---------- DATA PROVIDED

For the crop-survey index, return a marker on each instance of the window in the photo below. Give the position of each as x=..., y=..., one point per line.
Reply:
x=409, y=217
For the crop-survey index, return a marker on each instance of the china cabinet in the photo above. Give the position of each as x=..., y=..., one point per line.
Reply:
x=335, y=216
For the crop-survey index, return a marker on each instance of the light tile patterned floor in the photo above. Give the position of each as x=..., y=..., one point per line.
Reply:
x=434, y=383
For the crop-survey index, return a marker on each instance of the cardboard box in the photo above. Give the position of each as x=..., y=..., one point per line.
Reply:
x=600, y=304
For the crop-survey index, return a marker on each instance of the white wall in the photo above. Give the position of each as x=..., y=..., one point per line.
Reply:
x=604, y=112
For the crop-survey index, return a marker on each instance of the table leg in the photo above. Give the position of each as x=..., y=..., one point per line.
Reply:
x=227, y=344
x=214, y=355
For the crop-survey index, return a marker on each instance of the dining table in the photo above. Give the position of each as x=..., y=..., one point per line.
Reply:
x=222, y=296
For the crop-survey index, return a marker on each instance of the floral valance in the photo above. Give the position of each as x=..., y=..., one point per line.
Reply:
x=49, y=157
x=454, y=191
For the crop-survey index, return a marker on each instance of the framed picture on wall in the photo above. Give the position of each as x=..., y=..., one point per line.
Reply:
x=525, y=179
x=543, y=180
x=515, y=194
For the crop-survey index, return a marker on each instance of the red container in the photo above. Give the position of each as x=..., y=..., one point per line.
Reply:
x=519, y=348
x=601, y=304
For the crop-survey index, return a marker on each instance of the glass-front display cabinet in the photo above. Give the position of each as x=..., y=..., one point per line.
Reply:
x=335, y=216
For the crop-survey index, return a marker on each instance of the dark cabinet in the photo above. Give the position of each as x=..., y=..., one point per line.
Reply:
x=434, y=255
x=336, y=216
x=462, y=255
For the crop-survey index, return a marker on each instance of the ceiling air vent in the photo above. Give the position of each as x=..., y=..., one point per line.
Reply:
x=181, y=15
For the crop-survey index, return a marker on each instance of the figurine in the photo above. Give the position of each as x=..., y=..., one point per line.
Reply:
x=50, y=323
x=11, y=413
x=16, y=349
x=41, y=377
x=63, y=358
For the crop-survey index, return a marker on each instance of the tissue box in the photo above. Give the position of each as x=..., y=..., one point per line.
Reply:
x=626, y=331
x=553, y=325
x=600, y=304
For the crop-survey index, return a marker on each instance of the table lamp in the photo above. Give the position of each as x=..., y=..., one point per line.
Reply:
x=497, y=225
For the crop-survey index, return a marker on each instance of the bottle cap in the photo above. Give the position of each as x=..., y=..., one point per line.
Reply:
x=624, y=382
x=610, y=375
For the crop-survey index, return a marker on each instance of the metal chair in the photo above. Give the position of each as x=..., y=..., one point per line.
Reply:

--------------------

Reproduce all of the rows above word for word, without changing anything.

__SOLUTION__:
For the crop-survey index, return a marker on each instance of the window in the photo below. Give the position of each as x=..., y=..., one point per line.
Reply:
x=409, y=217
For the crop-survey index, return a marker on each instance of the china cabinet in the photo above. Give the position of each as x=..., y=..., one point per line.
Reply:
x=335, y=216
For the crop-survey index, return a marker on each instance of the light tile patterned floor in the photo above. Give the position of each as x=..., y=..., one point per line.
Reply:
x=434, y=383
For the crop-survey index, return a marker on each instance of the cardboard box in the photo above. Give the position of each as x=..., y=..., one point per line.
Reply:
x=600, y=304
For the crop-survey index, return a marker on each instance of the white wall in the photo above. Give the position of each as x=..., y=..., one point per line.
Reply:
x=604, y=112
For the crop-survey index, return a marker on each instance of the table leg in the photo above. Give the position of each as x=..., y=..., one point per line.
Reply:
x=227, y=344
x=214, y=355
For the crop-survey index, return a marker on each instance of the dining table in the photo above. Give the position of each as x=..., y=..., one point per line.
Reply:
x=222, y=296
For the crop-survey index, return a marker on each instance of the floral valance in the photo above. Give the position of each as x=..., y=..., one point per line.
Reply:
x=49, y=157
x=454, y=191
For the crop-survey index, return a marker on each instance of the framed picture on wall in the photo above. Give the position of each as x=..., y=..., one point per line.
Reply:
x=525, y=179
x=543, y=180
x=515, y=194
For the crop-survey index, return a marker on each instance of the red container in the photo above. Give the position of each as x=..., y=..., one point per line.
Reply:
x=519, y=348
x=601, y=304
For the crop-survey index, return a marker on each instance of the glass-front display cabinet in the photo above. Give the position of each as x=..., y=..., one point per line.
Reply:
x=335, y=216
For the crop-survey index, return a marker on each instance of the dark cabinet in the photo above. Give the position of each as x=..., y=..., one point per line.
Reply:
x=434, y=255
x=336, y=216
x=462, y=255
For the crop-survey index, return a marker on each instance of the ceiling air vent in the photo above. Give the position of each as x=..., y=..., one point per line.
Reply:
x=181, y=15
For the crop-survey index, return a marker on each instance of the figurine in the photo above. Give the position of each as x=..., y=..., one point per line.
Reply:
x=50, y=323
x=11, y=413
x=16, y=349
x=41, y=377
x=63, y=358
For the crop-survey index, return a marker on each instance of the tissue box in the photo above. Give the position of each as x=..., y=..., one point per line.
Reply:
x=626, y=331
x=553, y=325
x=600, y=304
For the crop-survey index, return a marker on each instance of the table lamp in the photo above. Give the position of each as x=..., y=..., one point per line.
Reply:
x=497, y=225
For the crop-survey index, return a marker on each instance of the bottle cap in the photo above. Give the position of each as x=..., y=..., one point per line.
Reply:
x=624, y=382
x=610, y=375
For the crop-survey index, return a marker on each instance of the metal chair in the photo above. Give the position of each as x=..., y=..., one point per line.
Reply:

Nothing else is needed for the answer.